IDSs are often classified based on the source
and type of data analyzed, as:
• Host-based IDS (HIDS): Monitors the characteristics of a single host
and the events occurring within that host, such as process identifiers
and the system calls they make, for evidence of suspicious activity.
• Network-based IDS (NIDS): Monitors network traffic for particular
network segments or devices and analyzes network, transport, and
application protocols to identify suspicious activity.
• Distributed or hybrid IDS: Combines information from a number of
sensors, often both host and network-based, in a central analyzer that
is able to better identify and respond to intrusion activity

Host Based Intrusion Detection

A Host-Based Intrusion Detection System (HIDS) is a security tool that
monitors and analyzes activities on a specific computer or endpoint to
detect and alert on potential security breaches or malicious activities
HIDS systems are so-named because they operate on individual host
systems. In this context, a host could be a server, a PC, or any other
type of device that produces logs, metrics, and other data that can be
monitored for security purposes.

What it Does:
•Monitors Host Activity:
HIDS software, often deployed as an agent on individual hosts, continuously
monitors system events, logs, and network traffic related to that specific host.
•Detects Suspicious Behavior:
It analyzes this activity to identify patterns or events that could indicate an
intrusion, unauthorized access, or malicious activity.
•Examples of Monitored Activities:
•File access and modifications
•Registry changes
•Process execution
•Network traffic on the host's network interface
•System logs

•Alerts and Notifications:
When suspicious activity is detected, the
HIDS generates alerts or notifications to
inform security personnel or administrators.
•Used in conjunction with other security
measures:
HIDS is often used alongside other security
tools, such as network intrusion detection
systems (NIDS) and intrusion prevention
systems (IPS).

GIVEN DATA:
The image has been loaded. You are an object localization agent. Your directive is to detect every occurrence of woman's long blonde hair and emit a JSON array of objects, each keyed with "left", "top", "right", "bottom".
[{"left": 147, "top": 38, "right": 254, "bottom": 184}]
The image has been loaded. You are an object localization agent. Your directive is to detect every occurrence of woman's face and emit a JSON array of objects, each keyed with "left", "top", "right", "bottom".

ASSIGNMENT: Can you set down, word for word, the part of the intrusion detection text above that runs from "IDSs are often" up to and including "of suspicious activity."?

SOLUTION TO THIS PROBLEM:
IDSs are often classified based on the source
and type of data analyzed, as:
• Host-based IDS (HIDS): Monitors the characteristics of a single host
and the events occurring within that host, such as process identifiers
and the system calls they make, for evidence of suspicious activity.